Natural-language object grounding data:

---

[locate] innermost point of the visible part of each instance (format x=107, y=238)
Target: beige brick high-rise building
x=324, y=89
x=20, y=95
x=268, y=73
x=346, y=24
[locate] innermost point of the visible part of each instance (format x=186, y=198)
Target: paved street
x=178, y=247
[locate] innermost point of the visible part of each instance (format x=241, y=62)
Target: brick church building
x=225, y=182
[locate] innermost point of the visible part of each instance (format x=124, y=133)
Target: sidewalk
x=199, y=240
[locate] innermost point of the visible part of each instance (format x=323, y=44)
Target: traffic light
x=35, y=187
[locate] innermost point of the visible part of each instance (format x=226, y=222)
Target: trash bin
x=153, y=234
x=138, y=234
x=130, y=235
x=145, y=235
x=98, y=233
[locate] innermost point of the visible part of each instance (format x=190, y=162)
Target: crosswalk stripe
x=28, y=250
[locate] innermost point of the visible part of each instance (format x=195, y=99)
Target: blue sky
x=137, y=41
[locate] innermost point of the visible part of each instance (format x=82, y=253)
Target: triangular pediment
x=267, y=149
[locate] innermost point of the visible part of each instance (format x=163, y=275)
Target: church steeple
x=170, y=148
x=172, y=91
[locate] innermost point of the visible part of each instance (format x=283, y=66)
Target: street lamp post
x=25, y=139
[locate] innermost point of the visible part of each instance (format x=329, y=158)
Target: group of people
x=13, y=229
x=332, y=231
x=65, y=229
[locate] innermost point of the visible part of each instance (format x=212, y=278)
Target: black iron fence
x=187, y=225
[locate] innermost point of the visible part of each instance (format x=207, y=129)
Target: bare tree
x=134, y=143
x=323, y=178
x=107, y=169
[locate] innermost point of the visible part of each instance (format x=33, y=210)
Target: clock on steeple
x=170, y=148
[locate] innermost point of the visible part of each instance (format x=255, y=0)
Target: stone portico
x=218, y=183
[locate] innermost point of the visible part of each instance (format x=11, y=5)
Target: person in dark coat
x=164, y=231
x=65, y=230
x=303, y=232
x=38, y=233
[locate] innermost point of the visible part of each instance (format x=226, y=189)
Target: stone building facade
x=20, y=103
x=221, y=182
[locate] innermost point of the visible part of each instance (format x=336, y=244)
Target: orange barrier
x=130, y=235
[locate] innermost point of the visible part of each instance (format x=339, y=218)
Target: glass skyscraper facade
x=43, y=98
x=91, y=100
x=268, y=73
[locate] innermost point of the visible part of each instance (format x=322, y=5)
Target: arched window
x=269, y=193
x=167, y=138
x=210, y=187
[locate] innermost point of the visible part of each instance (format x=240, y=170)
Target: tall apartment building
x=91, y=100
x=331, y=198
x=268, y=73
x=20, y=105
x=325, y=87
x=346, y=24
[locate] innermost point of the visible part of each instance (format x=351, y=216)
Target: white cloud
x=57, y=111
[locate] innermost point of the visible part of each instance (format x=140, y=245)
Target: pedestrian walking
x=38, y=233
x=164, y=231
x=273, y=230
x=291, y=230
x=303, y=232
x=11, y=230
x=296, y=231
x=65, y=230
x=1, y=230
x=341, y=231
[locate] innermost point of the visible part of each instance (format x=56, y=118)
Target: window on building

---

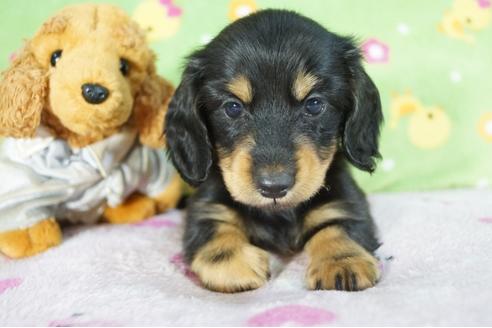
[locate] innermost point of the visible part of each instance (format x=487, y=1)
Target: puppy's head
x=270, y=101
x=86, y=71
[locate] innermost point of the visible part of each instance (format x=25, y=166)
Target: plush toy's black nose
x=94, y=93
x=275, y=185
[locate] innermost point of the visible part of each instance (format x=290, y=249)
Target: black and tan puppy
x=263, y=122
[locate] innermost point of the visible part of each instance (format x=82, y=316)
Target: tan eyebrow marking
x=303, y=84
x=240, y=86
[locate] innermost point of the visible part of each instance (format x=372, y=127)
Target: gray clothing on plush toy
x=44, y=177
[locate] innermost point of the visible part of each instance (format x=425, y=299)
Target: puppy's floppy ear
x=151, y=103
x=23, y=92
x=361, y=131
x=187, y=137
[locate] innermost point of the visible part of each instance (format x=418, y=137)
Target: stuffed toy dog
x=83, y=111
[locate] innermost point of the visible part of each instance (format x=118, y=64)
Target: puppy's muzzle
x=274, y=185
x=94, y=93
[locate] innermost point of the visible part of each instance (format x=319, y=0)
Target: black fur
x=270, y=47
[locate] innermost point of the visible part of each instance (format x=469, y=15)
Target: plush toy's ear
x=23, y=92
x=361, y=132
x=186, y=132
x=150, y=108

---

TASK DESCRIPTION
Please make an exact copy of the lines above from the line with "(format x=163, y=275)" through the line with "(format x=240, y=170)", both ends included.

ANSWER TO THIS EXERCISE
[locate] innermost point of the visible part of each instance (format x=163, y=275)
Target: church steeple
x=170, y=148
x=172, y=91
[locate] innermost point of the visible part of each instance (format x=283, y=66)
Target: street lamp post
x=25, y=139
[locate] innermost point of the visible part of each instance (format x=329, y=158)
Target: group of people
x=13, y=229
x=332, y=231
x=65, y=229
[locate] innermost point of the visible part of each instance (format x=212, y=278)
Target: black iron fence
x=187, y=225
[locate] innermost point of the visible part of each instance (format x=207, y=129)
Target: bare tree
x=134, y=143
x=323, y=178
x=107, y=169
[locate] innermost point of the visible part of each instance (format x=33, y=210)
Target: clock on steeple
x=170, y=148
[locate] innermost point of the visible part of each instance (format x=255, y=0)
Target: stone portico
x=218, y=183
[locate] innermost point of the visible part of each instance (format x=11, y=5)
Target: person in dark coat
x=164, y=231
x=65, y=230
x=303, y=232
x=38, y=233
[locate] innermost point of the visible part of each instance (format x=226, y=189)
Target: stone building facade
x=20, y=103
x=221, y=182
[locate] innermost point of the visible part of each instance (format x=336, y=244)
Target: orange barrier
x=130, y=235
[locate] innermost point of the visible part of each instance (format x=339, y=218)
Target: glass skyscraper facade
x=43, y=98
x=91, y=100
x=268, y=73
[locate] innermost point of the visible part of each instance (format x=322, y=5)
Target: arched window
x=269, y=193
x=167, y=138
x=210, y=187
[locate] innermost point of the visible part of each instance (format x=240, y=170)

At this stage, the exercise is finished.